DESCRIPTION OF THE TASK » Could you convert the items into a numbered list, starting at the very beginning and stopping after the line that contains "[[[0,0],[0,51],[859,49],[859,2]],[[787,16],[784,14],[790,14]]]", with blank lines dropped and the pictures left out?

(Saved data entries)
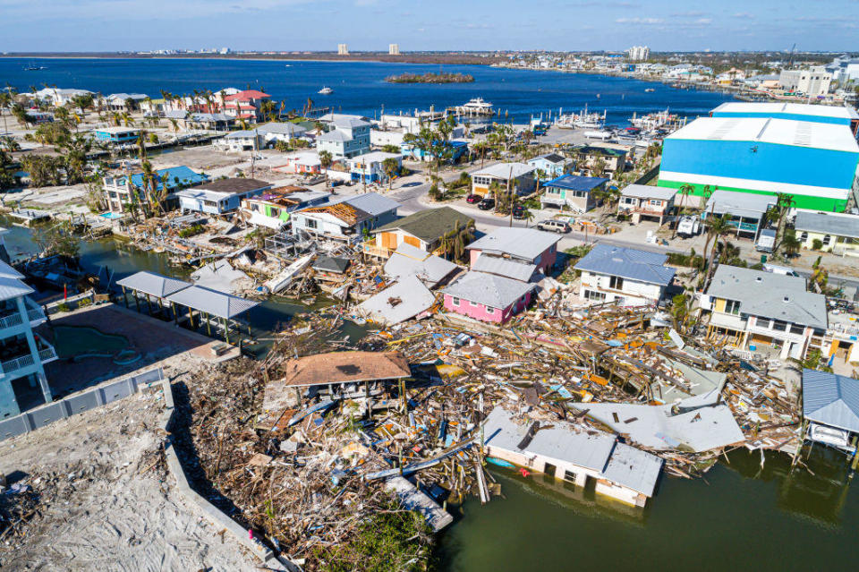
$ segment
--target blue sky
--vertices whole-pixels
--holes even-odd
[[[859,49],[859,0],[0,0],[0,51]]]

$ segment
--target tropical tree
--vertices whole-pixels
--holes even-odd
[[[391,190],[391,184],[394,181],[394,175],[400,171],[400,162],[395,158],[389,157],[382,161],[382,170],[387,175],[387,190]]]
[[[319,166],[325,171],[326,188],[328,186],[328,167],[331,166],[334,157],[331,156],[331,151],[319,151]]]

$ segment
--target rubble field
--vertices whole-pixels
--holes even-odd
[[[162,403],[138,394],[0,443],[0,568],[256,569],[170,491]]]

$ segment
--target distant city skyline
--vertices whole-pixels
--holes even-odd
[[[0,0],[0,51],[859,49],[859,2]],[[787,16],[784,14],[790,14]]]

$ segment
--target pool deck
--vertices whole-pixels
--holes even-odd
[[[70,312],[51,314],[55,326],[88,326],[105,334],[124,336],[141,355],[133,363],[118,365],[110,358],[89,357],[80,362],[59,359],[45,365],[45,373],[55,396],[68,395],[115,378],[159,365],[175,364],[183,360],[221,362],[237,357],[238,348],[215,357],[212,346],[222,342],[196,332],[188,331],[173,323],[139,314],[116,304],[88,306]],[[50,326],[43,324],[37,331],[52,343]]]

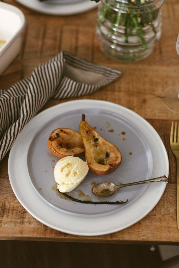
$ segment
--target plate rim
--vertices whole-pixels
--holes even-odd
[[[93,106],[93,105],[95,107],[97,107],[97,106],[98,104],[98,105],[101,105],[103,106],[103,107],[104,107],[104,105],[105,105],[105,106],[107,108],[107,109],[108,110],[108,111],[112,111],[110,110],[113,110],[113,109],[115,109],[115,108],[117,109],[117,111],[116,111],[116,110],[115,112],[116,113],[119,113],[119,114],[121,114],[121,113],[124,113],[125,114],[127,114],[127,113],[129,114],[129,117],[135,117],[136,119],[136,118],[137,119],[138,119],[139,120],[138,122],[138,123],[140,125],[141,127],[142,126],[143,126],[143,123],[144,123],[144,125],[145,125],[145,126],[147,126],[148,127],[148,128],[149,128],[150,129],[150,130],[151,132],[153,132],[153,134],[155,135],[155,138],[156,138],[158,140],[158,142],[159,142],[159,144],[160,144],[160,150],[161,150],[160,151],[160,152],[161,151],[162,151],[162,156],[163,156],[163,161],[162,163],[163,163],[163,161],[165,161],[165,166],[163,166],[163,168],[165,168],[165,170],[166,172],[165,172],[166,173],[166,175],[167,177],[168,177],[168,173],[169,171],[169,160],[168,158],[168,156],[167,155],[166,151],[165,149],[165,147],[164,144],[163,144],[162,141],[162,140],[161,138],[160,137],[158,134],[156,132],[156,131],[155,130],[154,128],[150,125],[147,121],[145,120],[144,118],[140,116],[138,114],[137,114],[135,113],[135,112],[133,112],[131,110],[130,110],[130,109],[128,109],[127,108],[123,107],[123,106],[121,106],[119,105],[118,104],[117,104],[115,103],[112,103],[110,102],[108,102],[105,101],[101,101],[99,100],[88,100],[88,99],[83,99],[83,100],[75,100],[71,101],[70,101],[66,102],[64,103],[60,103],[57,105],[56,105],[54,106],[53,106],[51,107],[48,109],[46,109],[45,110],[42,111],[41,113],[39,113],[38,115],[36,115],[36,116],[35,117],[34,117],[29,122],[28,124],[27,125],[27,126],[28,125],[29,126],[29,127],[31,125],[32,125],[33,124],[33,123],[35,122],[35,121],[36,121],[39,118],[40,118],[41,117],[42,117],[42,115],[43,116],[45,116],[45,115],[46,114],[48,114],[48,112],[49,111],[50,109],[51,110],[51,112],[52,112],[53,110],[54,110],[56,109],[57,107],[57,106],[60,107],[60,108],[61,108],[61,110],[63,109],[62,109],[63,108],[64,110],[63,110],[63,112],[62,112],[61,113],[65,112],[66,111],[65,109],[65,106],[67,106],[68,107],[70,106],[70,110],[73,110],[76,109],[75,106],[78,106],[78,105],[80,103],[81,106],[82,106],[82,102],[83,103],[83,105],[85,105],[86,108],[87,108],[87,106],[89,106],[88,107],[90,107],[90,106]],[[73,104],[74,104],[73,106]],[[69,105],[70,104],[70,105]],[[74,106],[75,106],[74,107]],[[73,108],[72,108],[72,107]],[[93,107],[91,107],[91,108],[93,108]],[[118,110],[117,110],[118,108]],[[82,108],[83,109],[83,108]],[[65,110],[64,111],[64,109]],[[69,111],[69,108],[67,109],[67,111]],[[123,114],[122,115],[122,116]],[[53,116],[54,116],[54,115]],[[127,118],[128,118],[127,117]],[[133,118],[134,119],[134,118]],[[130,120],[130,119],[129,119]],[[134,123],[134,124],[136,125]],[[130,221],[130,222],[128,223],[127,224],[126,224],[125,225],[123,226],[120,226],[120,227],[119,227],[118,226],[117,227],[116,227],[115,228],[113,227],[112,229],[111,228],[109,228],[109,229],[108,229],[107,230],[104,230],[105,228],[104,228],[104,229],[103,230],[101,230],[101,226],[100,226],[100,231],[95,231],[94,230],[93,231],[89,231],[88,232],[86,232],[86,230],[85,231],[82,231],[80,230],[80,231],[79,231],[74,230],[74,229],[73,229],[72,230],[69,230],[68,229],[65,229],[65,228],[64,226],[63,227],[61,227],[59,226],[59,225],[58,226],[57,226],[56,225],[55,223],[54,224],[54,223],[53,224],[52,224],[50,222],[50,220],[48,220],[48,222],[47,222],[47,219],[45,218],[45,219],[44,219],[44,218],[43,218],[43,217],[44,217],[44,215],[42,214],[42,215],[41,215],[39,216],[39,214],[38,215],[38,213],[37,212],[37,212],[36,211],[35,212],[34,211],[33,212],[32,212],[32,210],[33,211],[33,208],[32,208],[32,207],[30,207],[30,209],[29,208],[29,204],[28,203],[27,204],[27,202],[26,203],[24,201],[24,200],[23,201],[23,196],[22,197],[22,196],[21,197],[20,196],[19,196],[18,195],[18,191],[19,189],[17,188],[17,189],[16,189],[16,181],[13,181],[13,172],[12,172],[12,170],[11,170],[11,162],[13,162],[13,154],[14,154],[14,152],[15,152],[16,147],[16,146],[17,146],[18,145],[19,143],[19,140],[20,138],[21,134],[21,135],[22,133],[23,132],[24,132],[25,129],[25,128],[26,129],[27,129],[27,128],[26,128],[27,126],[26,126],[25,128],[23,130],[21,133],[20,133],[18,137],[17,137],[16,139],[16,140],[15,141],[13,147],[11,150],[10,154],[9,154],[9,159],[8,161],[8,172],[9,173],[9,180],[11,184],[11,185],[13,189],[13,191],[16,196],[16,198],[17,198],[17,199],[20,202],[20,203],[26,209],[26,210],[34,218],[38,220],[39,220],[40,222],[42,222],[43,224],[45,224],[49,227],[53,228],[53,229],[54,229],[56,230],[58,230],[61,231],[62,232],[65,232],[70,234],[76,234],[77,235],[84,235],[86,236],[96,236],[96,235],[101,235],[102,234],[107,234],[111,233],[113,233],[114,232],[116,232],[120,230],[123,229],[125,229],[126,228],[129,227],[129,226],[131,226],[133,225],[134,223],[136,222],[139,221],[141,219],[143,218],[144,217],[145,217],[146,215],[147,215],[154,207],[157,204],[159,200],[161,198],[162,195],[163,194],[163,192],[165,190],[165,187],[166,186],[166,184],[165,183],[160,183],[160,185],[162,185],[162,184],[163,184],[163,187],[162,187],[162,186],[160,187],[161,188],[161,189],[160,189],[160,194],[159,195],[157,196],[158,197],[156,199],[155,199],[155,202],[154,202],[154,204],[152,204],[152,206],[150,207],[149,208],[148,208],[148,209],[147,210],[145,210],[145,212],[143,213],[141,215],[140,217],[138,217],[137,218],[135,218],[134,219],[133,219],[133,220],[131,221]],[[137,127],[138,127],[140,129],[140,128],[139,127],[138,125],[136,125]],[[146,137],[144,133],[140,129],[141,132],[142,132],[143,135],[146,138],[147,140],[149,143],[150,144],[150,143],[149,142],[148,138],[147,137]],[[152,151],[152,150],[151,148],[151,150]],[[153,156],[153,154],[152,154]],[[164,169],[165,169],[164,168]],[[27,170],[26,170],[27,172]],[[158,176],[161,176],[161,174],[160,175],[159,174]],[[29,178],[28,178],[28,179],[29,180]],[[30,182],[29,182],[29,183],[30,183]],[[151,184],[149,185],[149,187],[150,189],[151,189],[154,188],[153,187],[152,187],[152,186]],[[36,195],[37,195],[37,194],[35,193],[35,192],[34,189],[32,187],[32,185],[31,185],[31,187],[32,187],[32,188],[33,189],[33,191],[34,191],[34,192],[32,192],[31,193],[32,194],[32,195],[35,196]],[[156,188],[157,188],[158,187],[157,187],[156,185],[155,187]],[[31,190],[31,189],[30,189]],[[36,195],[35,194],[35,193]],[[22,193],[21,193],[21,195],[22,195]],[[141,196],[143,196],[143,195],[141,195]],[[38,198],[36,196],[34,197],[35,198],[38,199]],[[41,199],[39,196],[38,197],[41,200],[42,200]],[[22,199],[23,199],[22,201]],[[25,201],[26,200],[25,200]],[[44,202],[44,201],[43,201],[42,200],[42,202],[43,203]],[[134,202],[134,203],[135,202]],[[48,207],[48,209],[49,211],[50,210],[50,213],[52,214],[53,214],[53,212],[52,211],[53,210],[55,210],[55,209],[53,209],[52,208],[50,208],[49,207],[50,205],[48,205],[48,204],[46,204],[46,206],[47,206]],[[131,205],[131,206],[133,206]],[[37,209],[37,208],[36,208]],[[56,210],[55,210],[56,211]],[[72,219],[72,218],[74,218],[74,220],[75,221],[78,222],[78,219],[80,219],[80,220],[81,220],[82,219],[82,221],[83,222],[85,222],[85,219],[87,219],[87,221],[89,221],[89,219],[90,218],[89,218],[88,217],[78,217],[76,216],[74,216],[73,215],[68,215],[66,213],[64,213],[63,212],[59,211],[59,213],[60,214],[61,214],[61,216],[62,217],[64,218],[64,215],[65,215],[65,218],[70,218],[71,220]],[[112,217],[111,217],[111,215],[109,215],[109,217],[110,217],[111,218],[117,218],[117,219],[118,219],[118,217],[119,216],[119,214],[120,213],[120,212],[117,212],[114,213],[114,215],[113,214],[112,215]],[[63,215],[62,215],[63,214]],[[67,216],[68,217],[67,217]],[[107,217],[108,216],[104,216],[103,217],[92,217],[91,218],[92,219],[94,219],[94,218],[96,218],[96,219],[97,219],[98,222],[99,222],[100,221],[101,221],[101,220],[100,220],[99,219],[99,218],[102,218],[103,219],[104,219],[106,220],[105,218]],[[50,219],[50,220],[51,219]],[[110,219],[111,221],[111,219]],[[47,221],[48,221],[48,220],[47,220]],[[111,227],[112,228],[112,227]],[[78,229],[78,228],[77,228]]]

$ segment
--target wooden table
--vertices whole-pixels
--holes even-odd
[[[96,9],[80,15],[54,17],[30,11],[13,0],[2,2],[22,10],[27,24],[21,52],[0,77],[1,88],[8,89],[21,78],[30,75],[37,65],[62,50],[96,63],[120,69],[123,74],[120,78],[97,92],[81,98],[118,103],[145,118],[156,129],[164,143],[169,158],[170,173],[169,183],[161,199],[143,219],[112,234],[78,236],[46,226],[23,208],[10,185],[8,154],[0,163],[0,239],[179,244],[176,218],[176,166],[169,144],[172,121],[178,120],[179,116],[166,109],[162,99],[167,87],[179,84],[179,57],[175,49],[179,30],[178,0],[166,0],[163,6],[162,35],[152,54],[144,60],[130,64],[115,62],[101,53],[95,33]],[[50,99],[43,109],[65,101]]]

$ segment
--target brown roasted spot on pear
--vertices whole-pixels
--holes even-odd
[[[80,133],[70,128],[54,130],[49,137],[48,146],[50,152],[59,157],[75,156],[85,151]]]
[[[104,139],[85,121],[82,115],[79,126],[85,146],[86,162],[93,172],[105,175],[113,172],[121,162],[121,155],[116,146]]]

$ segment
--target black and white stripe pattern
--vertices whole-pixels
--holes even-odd
[[[73,79],[70,78],[72,69]],[[30,77],[8,90],[0,90],[0,161],[18,134],[50,98],[60,99],[91,94],[121,74],[118,70],[62,52],[37,67]]]

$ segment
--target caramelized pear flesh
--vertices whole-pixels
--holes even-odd
[[[79,126],[85,146],[86,162],[93,172],[105,175],[114,171],[121,162],[120,151],[104,139],[85,121],[82,116]]]
[[[75,156],[85,151],[80,133],[70,128],[54,130],[49,137],[48,146],[51,152],[58,157]]]

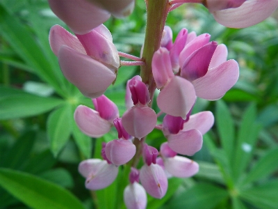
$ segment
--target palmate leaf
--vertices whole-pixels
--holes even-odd
[[[0,86],[0,120],[35,116],[61,104],[62,100],[44,98]]]
[[[31,208],[84,209],[67,190],[27,173],[0,169],[0,185]]]

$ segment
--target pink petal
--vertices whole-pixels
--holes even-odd
[[[89,168],[89,169],[88,169]],[[116,178],[118,168],[113,164],[108,164],[106,160],[96,163],[90,160],[82,161],[79,166],[79,172],[90,169],[86,176],[85,185],[91,190],[101,189],[110,185]]]
[[[108,132],[111,123],[101,118],[99,114],[84,105],[79,105],[74,111],[74,120],[85,134],[98,138]]]
[[[128,209],[145,209],[147,206],[147,194],[144,187],[135,182],[124,190],[124,201]]]
[[[92,4],[109,11],[114,17],[122,18],[129,15],[134,8],[135,0],[88,0]]]
[[[214,51],[213,57],[211,58],[211,63],[209,63],[208,69],[218,67],[227,61],[228,56],[228,49],[227,47],[223,45],[219,45]]]
[[[189,36],[189,35],[188,35]],[[192,35],[192,36],[194,36]],[[201,48],[209,42],[211,35],[208,33],[204,33],[198,36],[190,42],[186,44],[184,49],[181,51],[179,54],[179,64],[180,67],[182,67],[183,63],[186,59],[192,54],[194,51]]]
[[[190,116],[189,121],[183,124],[183,131],[197,129],[204,135],[211,128],[213,123],[214,116],[211,111],[201,111]]]
[[[124,129],[131,136],[142,138],[150,133],[156,125],[155,111],[147,106],[133,106],[122,117]]]
[[[82,161],[79,165],[79,172],[83,177],[87,178],[91,172],[95,172],[96,165],[99,164],[102,160],[100,159],[88,159]]]
[[[230,8],[237,8],[246,0],[206,0],[205,6],[210,13],[224,10]]]
[[[167,49],[170,50],[173,45],[172,38],[173,32],[171,28],[168,26],[165,26],[163,33],[162,33],[161,47],[165,47]]]
[[[58,59],[65,77],[88,98],[104,94],[116,78],[115,73],[101,63],[65,45],[59,50]]]
[[[167,171],[178,178],[191,177],[199,171],[197,162],[181,156],[166,158],[164,165]]]
[[[236,83],[238,76],[238,63],[229,60],[218,67],[209,69],[205,76],[192,83],[197,97],[215,100],[221,98]]]
[[[113,123],[114,119],[119,117],[119,109],[117,105],[104,95],[101,95],[100,97],[92,100],[95,109],[99,112],[99,116],[104,120]]]
[[[67,45],[79,53],[86,54],[84,47],[78,38],[58,24],[50,29],[49,44],[53,52],[57,56],[62,45]]]
[[[140,170],[139,178],[142,185],[149,195],[161,199],[166,194],[168,180],[161,166],[156,164],[143,165]]]
[[[129,140],[115,139],[106,144],[105,154],[113,164],[126,164],[133,157],[136,147]]]
[[[110,13],[86,0],[49,0],[50,8],[77,34],[85,34],[106,22]]]
[[[258,24],[270,16],[278,7],[277,0],[246,1],[236,8],[213,13],[220,24],[230,28],[245,28]]]
[[[179,56],[186,45],[187,35],[188,30],[182,29],[177,36],[176,40],[170,51],[172,68],[174,72],[178,72],[179,67],[181,67],[179,65]]]
[[[186,114],[195,102],[195,92],[192,84],[186,79],[174,77],[157,97],[157,104],[162,111],[186,118]]]
[[[152,74],[156,88],[160,89],[174,77],[169,51],[160,47],[154,54],[152,61]]]
[[[106,65],[111,65],[109,68],[116,71],[120,67],[118,52],[111,40],[99,33],[99,31],[101,32],[104,31],[103,28],[105,26],[101,26],[100,30],[93,29],[83,35],[76,34],[76,37],[82,43],[88,56]],[[105,31],[105,33],[108,32]]]
[[[177,153],[170,148],[167,142],[161,144],[161,154],[164,157],[173,157],[177,155]]]
[[[192,53],[181,67],[181,76],[191,82],[205,75],[217,45],[212,41]]]
[[[181,131],[177,134],[170,134],[167,139],[171,149],[179,154],[190,156],[199,151],[203,144],[203,136],[196,129]]]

OUTPUT »
1. $ segment
2. --target blue sky
3. --vertices whole-pixels
4. --holes even-odd
5. [[[859,49],[859,0],[0,0],[0,51]]]
6. $ segment
7. --target tropical tree
8. --vertices whole-pixels
9. --holes even-odd
10. [[[391,190],[391,184],[394,181],[394,175],[400,171],[400,162],[395,158],[389,157],[382,161],[382,170],[387,175],[387,190]]]
11. [[[319,166],[325,171],[326,188],[328,186],[328,167],[331,166],[334,157],[331,156],[331,151],[319,151]]]
12. $ segment
13. --target rubble field
14. --vertices whole-pixels
15. --holes even-odd
16. [[[162,403],[138,394],[0,443],[0,568],[256,569],[170,491]]]
17. $ segment
18. --target distant city skyline
19. --vertices whole-pixels
20. --holes even-odd
21. [[[0,0],[0,51],[859,49],[859,2]],[[787,16],[784,14],[790,14]]]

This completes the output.